**WHAT YOU HAVE TO DO**
Tally the lines in the entries below that contain the string "green", treating uppercase and lowercase as distinct, and give only the resulting number.

== == ==

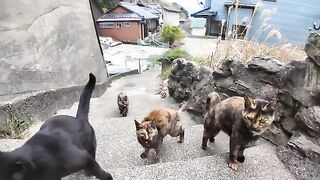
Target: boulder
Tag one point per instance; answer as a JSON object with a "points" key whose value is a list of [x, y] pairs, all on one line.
{"points": [[184, 77], [309, 120], [312, 47], [302, 156]]}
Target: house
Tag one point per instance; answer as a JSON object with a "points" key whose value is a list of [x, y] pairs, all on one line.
{"points": [[266, 21], [127, 22], [198, 27]]}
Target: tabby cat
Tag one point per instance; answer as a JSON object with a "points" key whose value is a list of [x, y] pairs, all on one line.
{"points": [[123, 104], [242, 118], [155, 126]]}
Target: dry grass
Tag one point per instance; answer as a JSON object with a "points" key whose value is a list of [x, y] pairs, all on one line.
{"points": [[245, 49]]}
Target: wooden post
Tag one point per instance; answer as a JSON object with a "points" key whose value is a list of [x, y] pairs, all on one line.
{"points": [[140, 66]]}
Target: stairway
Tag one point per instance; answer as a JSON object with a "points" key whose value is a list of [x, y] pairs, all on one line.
{"points": [[118, 150]]}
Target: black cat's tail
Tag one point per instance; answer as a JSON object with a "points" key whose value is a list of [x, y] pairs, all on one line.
{"points": [[84, 103], [212, 100]]}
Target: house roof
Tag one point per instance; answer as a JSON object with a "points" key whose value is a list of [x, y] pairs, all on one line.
{"points": [[119, 17], [198, 23], [142, 12], [242, 4], [171, 8], [153, 11], [204, 12]]}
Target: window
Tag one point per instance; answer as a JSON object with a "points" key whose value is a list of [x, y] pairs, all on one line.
{"points": [[127, 24], [119, 25], [107, 25]]}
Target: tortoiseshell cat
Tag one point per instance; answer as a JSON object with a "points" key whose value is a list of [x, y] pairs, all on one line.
{"points": [[155, 126], [242, 118], [123, 104]]}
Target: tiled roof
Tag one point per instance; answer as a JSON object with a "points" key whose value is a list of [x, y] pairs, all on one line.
{"points": [[204, 12], [171, 8], [243, 3], [139, 10], [153, 11], [119, 17]]}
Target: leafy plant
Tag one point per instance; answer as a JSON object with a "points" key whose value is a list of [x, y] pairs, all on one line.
{"points": [[175, 53], [166, 72], [171, 34]]}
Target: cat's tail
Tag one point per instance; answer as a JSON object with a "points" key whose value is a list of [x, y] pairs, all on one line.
{"points": [[84, 103], [212, 100]]}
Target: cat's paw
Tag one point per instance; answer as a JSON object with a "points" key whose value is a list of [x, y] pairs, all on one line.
{"points": [[211, 140], [204, 147], [233, 165], [158, 159], [241, 159], [144, 155]]}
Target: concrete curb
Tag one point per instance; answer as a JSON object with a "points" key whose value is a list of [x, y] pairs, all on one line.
{"points": [[41, 105]]}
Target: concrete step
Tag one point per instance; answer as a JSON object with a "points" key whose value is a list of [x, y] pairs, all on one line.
{"points": [[261, 163]]}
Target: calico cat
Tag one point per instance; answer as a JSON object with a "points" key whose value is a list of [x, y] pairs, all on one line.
{"points": [[155, 126], [123, 104], [242, 118]]}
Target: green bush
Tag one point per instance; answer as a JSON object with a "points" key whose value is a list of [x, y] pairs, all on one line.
{"points": [[175, 53], [171, 34], [166, 72]]}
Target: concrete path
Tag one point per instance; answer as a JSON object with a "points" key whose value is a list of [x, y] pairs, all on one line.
{"points": [[199, 47], [118, 150]]}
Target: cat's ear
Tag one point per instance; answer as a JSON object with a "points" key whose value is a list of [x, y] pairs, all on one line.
{"points": [[137, 124], [248, 102], [19, 170], [270, 106], [153, 124]]}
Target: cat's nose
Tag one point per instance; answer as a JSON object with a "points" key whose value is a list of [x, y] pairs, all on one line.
{"points": [[255, 126]]}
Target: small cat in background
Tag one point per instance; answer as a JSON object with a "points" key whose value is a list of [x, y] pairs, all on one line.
{"points": [[155, 126], [123, 104], [242, 118], [164, 91]]}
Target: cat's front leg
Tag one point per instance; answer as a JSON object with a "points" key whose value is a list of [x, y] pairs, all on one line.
{"points": [[159, 150], [145, 153], [241, 157], [234, 149]]}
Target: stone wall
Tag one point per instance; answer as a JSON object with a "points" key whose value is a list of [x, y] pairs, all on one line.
{"points": [[47, 44], [296, 129]]}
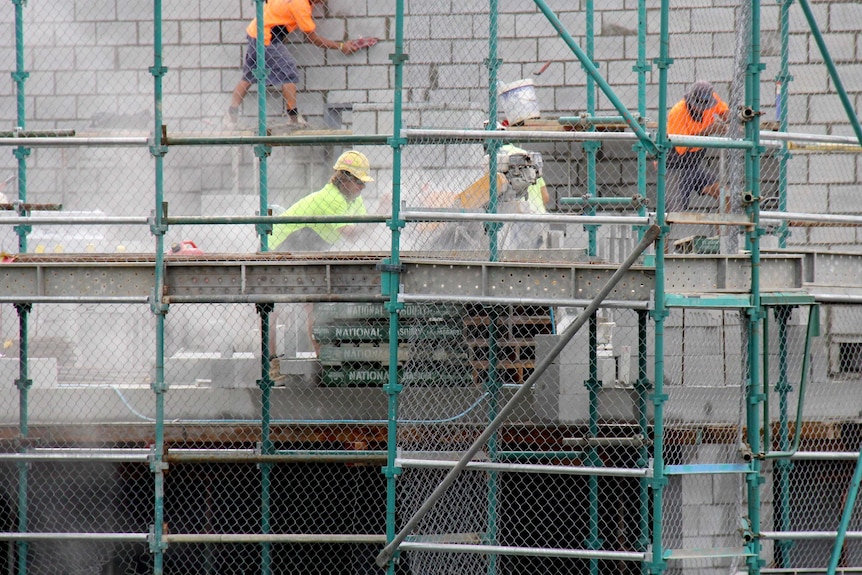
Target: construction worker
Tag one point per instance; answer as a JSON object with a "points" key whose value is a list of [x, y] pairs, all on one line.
{"points": [[340, 197], [701, 112]]}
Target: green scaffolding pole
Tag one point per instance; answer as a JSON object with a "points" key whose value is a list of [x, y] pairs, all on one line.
{"points": [[265, 383], [593, 385], [493, 384], [782, 466], [658, 564], [782, 88], [159, 309], [755, 389], [642, 68], [591, 148], [261, 151], [23, 383], [642, 387], [390, 282], [21, 153]]}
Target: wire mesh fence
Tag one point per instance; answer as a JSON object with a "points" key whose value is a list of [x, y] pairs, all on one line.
{"points": [[235, 412]]}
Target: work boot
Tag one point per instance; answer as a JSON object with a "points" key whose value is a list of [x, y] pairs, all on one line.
{"points": [[231, 119]]}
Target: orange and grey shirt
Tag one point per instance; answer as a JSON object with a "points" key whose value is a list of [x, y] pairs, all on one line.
{"points": [[291, 14], [680, 122]]}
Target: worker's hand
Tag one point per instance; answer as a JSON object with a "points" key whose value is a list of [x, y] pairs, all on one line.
{"points": [[349, 47]]}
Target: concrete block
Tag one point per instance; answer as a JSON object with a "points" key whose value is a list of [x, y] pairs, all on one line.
{"points": [[368, 78], [42, 371]]}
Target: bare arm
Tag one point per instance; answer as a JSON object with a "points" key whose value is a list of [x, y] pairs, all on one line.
{"points": [[318, 40]]}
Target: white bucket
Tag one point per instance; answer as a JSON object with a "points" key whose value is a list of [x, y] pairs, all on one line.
{"points": [[518, 101]]}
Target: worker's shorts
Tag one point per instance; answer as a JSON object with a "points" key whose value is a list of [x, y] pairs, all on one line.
{"points": [[279, 61]]}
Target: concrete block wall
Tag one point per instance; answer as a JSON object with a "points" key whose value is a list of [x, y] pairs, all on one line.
{"points": [[88, 63]]}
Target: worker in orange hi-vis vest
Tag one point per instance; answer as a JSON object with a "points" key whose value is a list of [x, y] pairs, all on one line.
{"points": [[701, 112]]}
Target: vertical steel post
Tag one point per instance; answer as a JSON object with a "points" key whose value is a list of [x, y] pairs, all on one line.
{"points": [[591, 148], [265, 384], [492, 146], [261, 151], [658, 564], [159, 309], [21, 153], [782, 88], [642, 68], [23, 383], [846, 515], [390, 283], [593, 385], [755, 387], [642, 387], [784, 465], [492, 384]]}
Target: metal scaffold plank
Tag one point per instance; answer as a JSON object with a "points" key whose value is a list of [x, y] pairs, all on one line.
{"points": [[29, 281], [272, 277], [483, 279]]}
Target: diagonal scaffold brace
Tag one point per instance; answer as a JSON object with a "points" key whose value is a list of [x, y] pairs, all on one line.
{"points": [[388, 552]]}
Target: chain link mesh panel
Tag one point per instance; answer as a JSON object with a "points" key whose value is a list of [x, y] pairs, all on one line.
{"points": [[271, 415]]}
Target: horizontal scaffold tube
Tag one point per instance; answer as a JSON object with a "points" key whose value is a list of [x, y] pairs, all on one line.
{"points": [[128, 537], [537, 301], [273, 538], [808, 535], [525, 551], [442, 216], [524, 468]]}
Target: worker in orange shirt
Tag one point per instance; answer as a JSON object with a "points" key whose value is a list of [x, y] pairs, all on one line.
{"points": [[701, 112], [280, 17]]}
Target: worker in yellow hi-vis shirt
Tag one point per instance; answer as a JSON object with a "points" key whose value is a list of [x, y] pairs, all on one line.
{"points": [[342, 196]]}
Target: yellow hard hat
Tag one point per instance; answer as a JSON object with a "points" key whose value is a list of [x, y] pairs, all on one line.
{"points": [[355, 164]]}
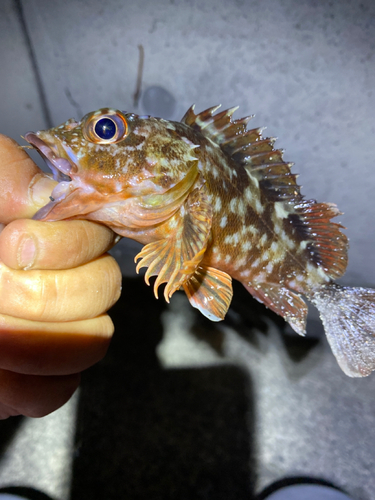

== == ==

**SOLVED EXERCISE**
2